» **Exercise prompt**
Without the pictures, write out all the lines below exactly as they appear.
>> Start
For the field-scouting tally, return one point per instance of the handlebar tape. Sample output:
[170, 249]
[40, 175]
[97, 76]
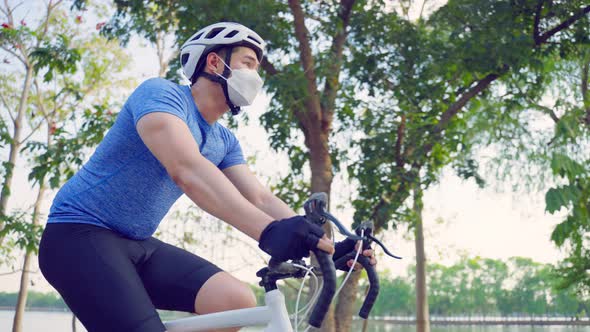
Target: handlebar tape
[373, 288]
[329, 274]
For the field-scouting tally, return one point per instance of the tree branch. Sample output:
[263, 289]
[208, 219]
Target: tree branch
[335, 65]
[7, 108]
[563, 25]
[584, 87]
[268, 67]
[302, 35]
[14, 54]
[400, 142]
[547, 110]
[456, 107]
[537, 21]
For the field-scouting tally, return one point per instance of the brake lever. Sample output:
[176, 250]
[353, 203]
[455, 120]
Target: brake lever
[372, 238]
[341, 227]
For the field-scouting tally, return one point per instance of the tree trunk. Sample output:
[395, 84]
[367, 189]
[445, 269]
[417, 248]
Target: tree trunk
[24, 280]
[422, 318]
[345, 307]
[73, 322]
[15, 145]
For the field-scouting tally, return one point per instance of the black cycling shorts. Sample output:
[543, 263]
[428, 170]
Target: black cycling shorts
[112, 283]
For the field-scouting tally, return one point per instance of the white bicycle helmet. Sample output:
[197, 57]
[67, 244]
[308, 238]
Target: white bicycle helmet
[194, 51]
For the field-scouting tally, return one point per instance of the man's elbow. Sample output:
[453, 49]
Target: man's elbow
[183, 175]
[261, 198]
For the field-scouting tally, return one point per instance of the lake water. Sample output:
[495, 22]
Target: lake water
[62, 321]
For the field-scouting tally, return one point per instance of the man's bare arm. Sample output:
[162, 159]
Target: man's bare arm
[259, 195]
[170, 140]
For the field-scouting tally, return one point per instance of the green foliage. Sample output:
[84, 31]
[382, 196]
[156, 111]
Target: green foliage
[57, 56]
[58, 162]
[34, 300]
[21, 234]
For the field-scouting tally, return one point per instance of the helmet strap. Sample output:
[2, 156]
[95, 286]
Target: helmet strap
[235, 110]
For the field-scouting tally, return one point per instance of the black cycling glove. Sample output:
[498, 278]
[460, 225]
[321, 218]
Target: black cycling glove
[290, 238]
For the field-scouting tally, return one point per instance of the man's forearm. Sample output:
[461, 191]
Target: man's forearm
[275, 207]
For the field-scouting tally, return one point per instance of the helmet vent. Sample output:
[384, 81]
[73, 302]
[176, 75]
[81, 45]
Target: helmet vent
[184, 58]
[213, 33]
[197, 36]
[255, 40]
[231, 34]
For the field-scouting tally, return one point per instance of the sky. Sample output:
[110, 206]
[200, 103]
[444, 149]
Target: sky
[459, 218]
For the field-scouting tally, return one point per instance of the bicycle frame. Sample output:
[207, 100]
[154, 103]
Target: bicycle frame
[274, 314]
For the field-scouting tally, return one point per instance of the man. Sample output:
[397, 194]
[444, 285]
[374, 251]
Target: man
[97, 249]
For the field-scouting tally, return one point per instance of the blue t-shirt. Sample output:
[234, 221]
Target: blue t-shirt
[123, 186]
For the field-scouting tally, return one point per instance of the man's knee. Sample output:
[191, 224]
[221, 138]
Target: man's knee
[224, 292]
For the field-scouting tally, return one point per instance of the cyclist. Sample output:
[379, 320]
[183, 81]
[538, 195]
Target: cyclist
[97, 249]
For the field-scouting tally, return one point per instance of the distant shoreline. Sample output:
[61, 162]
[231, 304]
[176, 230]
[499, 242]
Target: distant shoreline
[37, 309]
[462, 321]
[459, 321]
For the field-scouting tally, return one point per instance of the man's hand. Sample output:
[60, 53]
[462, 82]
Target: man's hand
[293, 238]
[348, 246]
[367, 252]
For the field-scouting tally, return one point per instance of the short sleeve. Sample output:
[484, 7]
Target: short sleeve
[157, 95]
[234, 155]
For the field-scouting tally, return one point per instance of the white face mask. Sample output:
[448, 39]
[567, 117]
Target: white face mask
[243, 85]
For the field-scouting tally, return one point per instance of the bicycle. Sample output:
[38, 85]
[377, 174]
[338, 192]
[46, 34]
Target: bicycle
[274, 313]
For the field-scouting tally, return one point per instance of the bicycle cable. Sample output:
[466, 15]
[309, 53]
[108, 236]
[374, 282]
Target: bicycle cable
[313, 297]
[352, 266]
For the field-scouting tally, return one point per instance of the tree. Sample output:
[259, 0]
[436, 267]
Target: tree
[76, 70]
[427, 94]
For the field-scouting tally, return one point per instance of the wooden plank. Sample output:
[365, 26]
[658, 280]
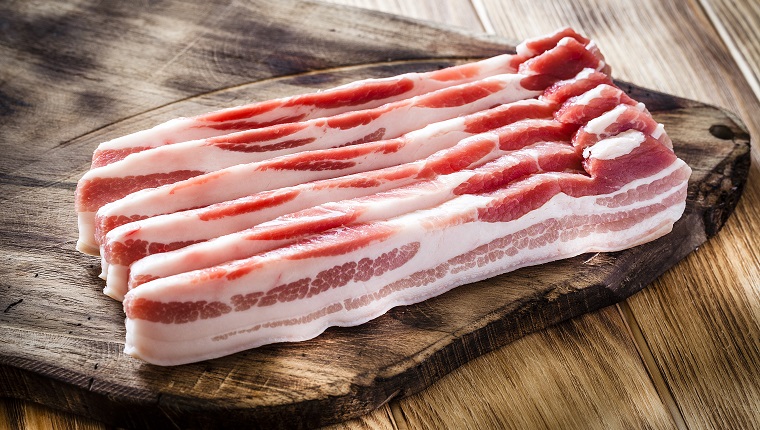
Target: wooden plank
[583, 373]
[738, 24]
[453, 13]
[701, 319]
[15, 414]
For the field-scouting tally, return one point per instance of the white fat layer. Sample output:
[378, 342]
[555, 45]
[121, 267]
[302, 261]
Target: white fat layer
[599, 124]
[234, 182]
[590, 95]
[185, 129]
[398, 118]
[231, 332]
[165, 344]
[233, 246]
[659, 131]
[614, 147]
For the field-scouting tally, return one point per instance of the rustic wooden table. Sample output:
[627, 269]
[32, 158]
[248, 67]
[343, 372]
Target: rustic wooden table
[684, 352]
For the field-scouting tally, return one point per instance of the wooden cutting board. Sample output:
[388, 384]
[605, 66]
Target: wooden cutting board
[82, 73]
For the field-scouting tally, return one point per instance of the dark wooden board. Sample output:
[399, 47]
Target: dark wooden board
[81, 73]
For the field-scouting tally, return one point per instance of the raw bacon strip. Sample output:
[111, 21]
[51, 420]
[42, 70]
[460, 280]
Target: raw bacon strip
[157, 166]
[365, 94]
[365, 208]
[292, 227]
[149, 237]
[351, 274]
[479, 122]
[621, 118]
[129, 239]
[332, 162]
[93, 192]
[593, 103]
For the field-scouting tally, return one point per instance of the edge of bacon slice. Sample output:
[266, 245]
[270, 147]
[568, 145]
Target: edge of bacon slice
[167, 233]
[108, 183]
[349, 275]
[364, 94]
[437, 178]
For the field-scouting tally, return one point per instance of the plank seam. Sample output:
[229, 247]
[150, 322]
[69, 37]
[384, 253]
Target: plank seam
[482, 13]
[650, 364]
[397, 416]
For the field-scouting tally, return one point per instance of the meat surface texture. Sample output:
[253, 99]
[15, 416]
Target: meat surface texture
[273, 221]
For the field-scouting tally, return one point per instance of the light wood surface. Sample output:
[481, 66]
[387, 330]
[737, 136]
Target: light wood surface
[685, 352]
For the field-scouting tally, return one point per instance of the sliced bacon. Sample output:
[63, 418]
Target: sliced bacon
[357, 272]
[365, 94]
[151, 168]
[345, 160]
[296, 214]
[443, 178]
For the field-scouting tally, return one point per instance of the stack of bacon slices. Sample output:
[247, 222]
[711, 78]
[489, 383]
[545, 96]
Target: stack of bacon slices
[273, 221]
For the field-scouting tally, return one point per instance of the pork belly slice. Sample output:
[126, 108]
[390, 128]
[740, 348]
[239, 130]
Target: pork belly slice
[122, 246]
[351, 274]
[364, 94]
[291, 227]
[315, 165]
[174, 231]
[475, 123]
[173, 163]
[166, 165]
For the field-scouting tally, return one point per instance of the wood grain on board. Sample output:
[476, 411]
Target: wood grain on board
[695, 39]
>> End
» **Correct response**
For the field-scouting tally, return one point per instance of the handlebar tape. Sample output:
[170, 249]
[40, 175]
[97, 76]
Target: handlebar tape
[373, 288]
[329, 274]
For the field-scouting tally, return one point per instance of the tree branch. Sample output:
[263, 289]
[208, 219]
Target: tree branch
[335, 65]
[7, 108]
[563, 25]
[584, 87]
[268, 67]
[302, 35]
[14, 54]
[400, 142]
[547, 110]
[456, 107]
[537, 21]
For the field-scouting tally, return one point per instance of the brake lever. Sample output:
[176, 250]
[353, 203]
[455, 120]
Target: brake lever
[372, 238]
[341, 227]
For the field-scouting tally, return one point per instance of the tree trunk. Sample output:
[395, 84]
[367, 189]
[445, 269]
[417, 248]
Target: tree trunk
[24, 280]
[422, 318]
[345, 307]
[73, 322]
[15, 145]
For the field-scouting tally, return one point per instance of the black cycling shorts. Sample output:
[543, 263]
[428, 170]
Target: black cycling shorts
[112, 283]
For the field-scouting tally, return one point per instance of the white bicycle helmet. Sample output:
[197, 57]
[67, 244]
[308, 238]
Target: white bicycle helmet
[194, 51]
For the field-scouting tally, return one point per instance of the man's elbow. Sample output:
[453, 49]
Target: man's elbow
[183, 175]
[261, 198]
For the field-scouting tally, return one point per instance of the lake water. Sample output:
[495, 22]
Target: lake water
[62, 321]
For the field-scouting tally, return one point per instance of the man's bare arm. Sample output:
[162, 159]
Target: man's bare arm
[259, 195]
[170, 140]
For the field-scouting tally, return one point per instance of the green foliage. Sample output:
[84, 31]
[382, 196]
[156, 111]
Target: green foliage
[57, 56]
[58, 162]
[34, 300]
[21, 234]
For the field-scouting tally, return one point per instance of the helmet strap. Sample output:
[2, 156]
[95, 286]
Target: helmet strap
[235, 110]
For the field-scouting tally, return one point per instance of the black cycling glove. Sample output:
[498, 278]
[460, 225]
[321, 218]
Target: black cycling glove
[290, 238]
For the field-scouting tally, return one point per instance of the man's forearm. Sample output:
[461, 191]
Target: man's forearm
[275, 207]
For the field-scouting tally, return one point per instance of the helmet vent. Sample output:
[384, 81]
[73, 302]
[176, 75]
[81, 45]
Target: helmet vent
[184, 58]
[213, 33]
[197, 36]
[255, 40]
[231, 34]
For the field-scouting tally, return one point per instance of the sky. Sample output:
[110, 206]
[200, 103]
[444, 149]
Target: sky
[459, 218]
For the field-scouting tally, return one point per instance of the bicycle frame. Sample output:
[207, 100]
[154, 103]
Target: bicycle frame
[274, 314]
For the field-scouting tally, return one point per instance of the man. Sample output:
[397, 194]
[444, 285]
[374, 251]
Target: man
[97, 249]
For the field-scouting tally, return one point per instance of the blue t-shirt. Sample output:
[234, 221]
Target: blue t-shirt
[123, 186]
For the field-scouting tally, return one point per instance of the man's knee. Sample output:
[191, 224]
[221, 138]
Target: man's knee
[224, 292]
For the field-scouting tally, return one point per instance of the cyclist. Sample output:
[379, 320]
[183, 81]
[538, 195]
Target: cyclist
[97, 249]
For the field-scouting tally, return one point per instance of the distant shoreline. Sample output:
[61, 162]
[231, 304]
[176, 230]
[499, 242]
Target: distant shoreline
[37, 309]
[462, 321]
[459, 321]
For the field-scouting tally, return one point per instance of the man's hand. Sample output:
[60, 53]
[462, 82]
Target: man's hand
[293, 238]
[348, 246]
[367, 252]
For the field-scouting tally, return one point per instance of the short sleeve. Sample output:
[484, 7]
Target: short sleeve
[157, 95]
[234, 155]
For the field-scouting tally, return one point per instance of the white face mask. Sample output:
[448, 39]
[567, 117]
Target: white face mask
[243, 85]
For the field-scouting tally, return one point per instance of the bicycle. Sample output:
[38, 85]
[377, 174]
[338, 192]
[46, 34]
Target: bicycle
[274, 313]
For the field-scouting tally, return one point per instance of the bicycle cable. Sample output:
[466, 15]
[309, 53]
[108, 236]
[374, 282]
Target: bicycle cable
[313, 297]
[352, 266]
For the field-scouting tally, return one point per instance of the tree. Sample output:
[259, 0]
[436, 267]
Target: tree
[76, 70]
[427, 94]
For the field-scouting tally, return one point per instance of the wooden plank. Sample output:
[365, 26]
[658, 280]
Target: wooden plank
[583, 373]
[738, 24]
[453, 13]
[701, 319]
[15, 414]
For the field-scouting tally, return one point per instance of the white fat layer. Sample output:
[378, 342]
[555, 45]
[121, 267]
[302, 261]
Target: white fat layer
[599, 124]
[234, 182]
[590, 95]
[185, 129]
[398, 118]
[231, 332]
[165, 344]
[233, 246]
[659, 131]
[614, 147]
For the field-scouting tally, return one point per instance of the rustic wooden table. Sample output:
[627, 269]
[32, 158]
[248, 67]
[343, 372]
Target: rustic wooden table
[684, 352]
For the field-scouting tally, return one point per instance of the wooden cutting board. Sample output:
[388, 384]
[605, 66]
Target: wooden cutting board
[82, 73]
For the field-scouting tally, return one point per instance of the dark wooden board. Sample output:
[399, 47]
Target: dark wooden board
[81, 73]
For the field-scouting tally, return one point per instance of the raw bacon strip. Sample output:
[111, 21]
[51, 420]
[42, 70]
[460, 280]
Target: raw bacon strip
[157, 166]
[365, 94]
[365, 208]
[292, 227]
[149, 237]
[351, 274]
[479, 122]
[621, 118]
[129, 239]
[332, 162]
[93, 192]
[593, 103]
For the field-scouting tally, return one point per instance of the edge of bacon slice. Sample output:
[266, 245]
[270, 147]
[568, 145]
Target: edge of bacon slice
[167, 233]
[108, 183]
[349, 275]
[364, 94]
[437, 178]
For the field-scouting tally, return one point per instance of the plank seam. Sample output:
[229, 247]
[150, 322]
[69, 37]
[384, 253]
Target: plank seam
[482, 13]
[650, 364]
[397, 416]
For the field-scouting tally, return one point per instance of the meat surface texture. Sample output:
[253, 99]
[15, 416]
Target: meat surface texture
[273, 221]
For the field-scouting tally, return one point per instance of the light wood surface. Sample output:
[481, 66]
[387, 330]
[737, 136]
Target: light wood surface
[685, 352]
For the field-scouting tally, return one point per instance of the sliced bacon. Sample output:
[63, 418]
Target: sliced bacon
[357, 272]
[365, 94]
[151, 168]
[345, 160]
[296, 214]
[443, 178]
For the field-scouting tally, return one point per instance of the stack of bacon slices. Sample output:
[247, 222]
[711, 78]
[489, 383]
[545, 96]
Target: stack of bacon slices
[273, 221]
For the field-scouting tally, return one point per instance of the pork belly slice. Sample output:
[126, 108]
[390, 128]
[740, 348]
[239, 130]
Target: pork belly slice
[122, 246]
[351, 274]
[364, 94]
[291, 227]
[315, 165]
[174, 231]
[475, 123]
[173, 163]
[166, 165]
For the field-scouting tally, return one point per instance of the wood grain on board. Sample output:
[476, 411]
Target: wood grain on board
[695, 39]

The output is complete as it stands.